Referring expression data:
_ _ _

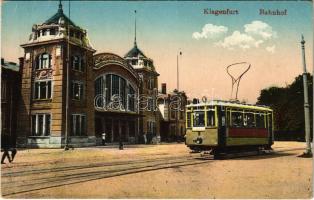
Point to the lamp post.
(308, 151)
(178, 111)
(179, 54)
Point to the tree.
(288, 105)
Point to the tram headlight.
(198, 140)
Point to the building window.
(44, 32)
(4, 90)
(77, 63)
(181, 114)
(114, 85)
(77, 90)
(150, 106)
(41, 124)
(151, 83)
(134, 62)
(52, 31)
(78, 125)
(188, 119)
(131, 98)
(151, 127)
(43, 61)
(42, 90)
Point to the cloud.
(271, 49)
(237, 39)
(209, 31)
(259, 28)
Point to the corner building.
(42, 110)
(149, 124)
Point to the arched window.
(114, 85)
(43, 61)
(77, 63)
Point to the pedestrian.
(120, 143)
(103, 139)
(5, 146)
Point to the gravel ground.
(156, 171)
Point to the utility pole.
(308, 151)
(178, 110)
(66, 147)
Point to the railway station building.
(60, 62)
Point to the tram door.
(270, 127)
(222, 122)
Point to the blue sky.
(166, 27)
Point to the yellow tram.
(224, 126)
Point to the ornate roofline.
(105, 59)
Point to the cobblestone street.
(156, 171)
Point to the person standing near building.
(5, 148)
(103, 138)
(7, 145)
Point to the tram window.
(248, 120)
(260, 120)
(210, 118)
(188, 120)
(199, 119)
(237, 119)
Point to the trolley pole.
(178, 111)
(308, 151)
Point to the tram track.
(38, 181)
(33, 178)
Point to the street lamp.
(178, 111)
(179, 54)
(308, 151)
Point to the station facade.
(59, 62)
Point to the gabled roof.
(135, 52)
(55, 18)
(10, 65)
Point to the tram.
(225, 126)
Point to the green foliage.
(288, 104)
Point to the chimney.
(164, 88)
(21, 64)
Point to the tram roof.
(230, 104)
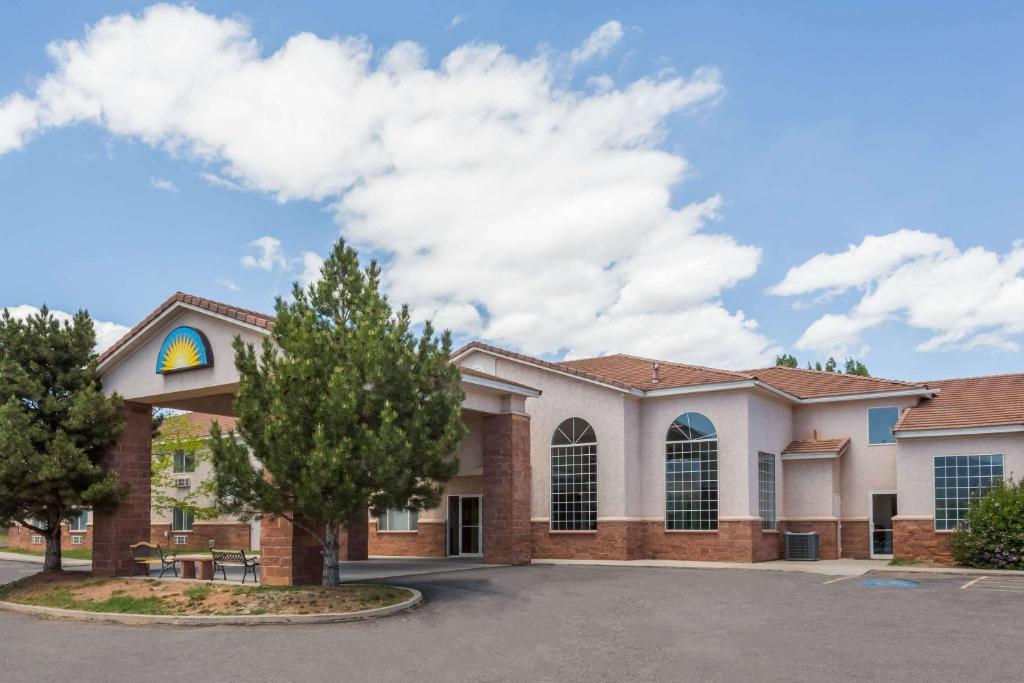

_ _ _

▸ **Work order**: A word-for-word copy of the records above is needed, pictures excluded.

▸ **Task response**:
Point to the lamp post.
(308, 151)
(178, 111)
(179, 54)
Point to the tree.
(288, 105)
Point to the tram headlight.
(198, 140)
Point to the building window.
(44, 32)
(4, 90)
(77, 63)
(181, 114)
(114, 85)
(77, 90)
(150, 106)
(41, 124)
(151, 83)
(134, 62)
(52, 31)
(78, 125)
(188, 119)
(131, 98)
(151, 127)
(43, 61)
(42, 90)
Point to the cloud.
(271, 49)
(237, 39)
(209, 31)
(259, 28)
Point to the corner building.
(42, 110)
(149, 124)
Point to the arched window.
(114, 85)
(43, 61)
(77, 63)
Point to the pedestrian.
(120, 143)
(103, 139)
(5, 146)
Point to the gravel ground.
(156, 171)
Point to the utility pole.
(308, 151)
(178, 110)
(66, 147)
Point to the railway station building.
(60, 62)
Point to the tram door.
(270, 127)
(222, 122)
Point to the blue sky.
(166, 27)
Point to the yellow tram.
(224, 126)
Point to the ornate roofline.
(105, 59)
Point to the cobblestone street.
(156, 171)
Point to the person standing near building.
(5, 148)
(103, 138)
(7, 145)
Point to the tram window.
(248, 120)
(260, 120)
(210, 118)
(188, 120)
(199, 119)
(237, 119)
Point to the trolley pole.
(178, 111)
(308, 151)
Point to the tram track.
(38, 181)
(33, 178)
Point to the street lamp.
(178, 111)
(179, 54)
(308, 151)
Point to the station facade.
(59, 62)
Point to the gabled roof.
(135, 52)
(55, 18)
(10, 65)
Point to the tram.
(225, 126)
Point to the green foliage.
(288, 104)
Point to the chimney.
(164, 88)
(21, 64)
Point to the tram roof.
(230, 104)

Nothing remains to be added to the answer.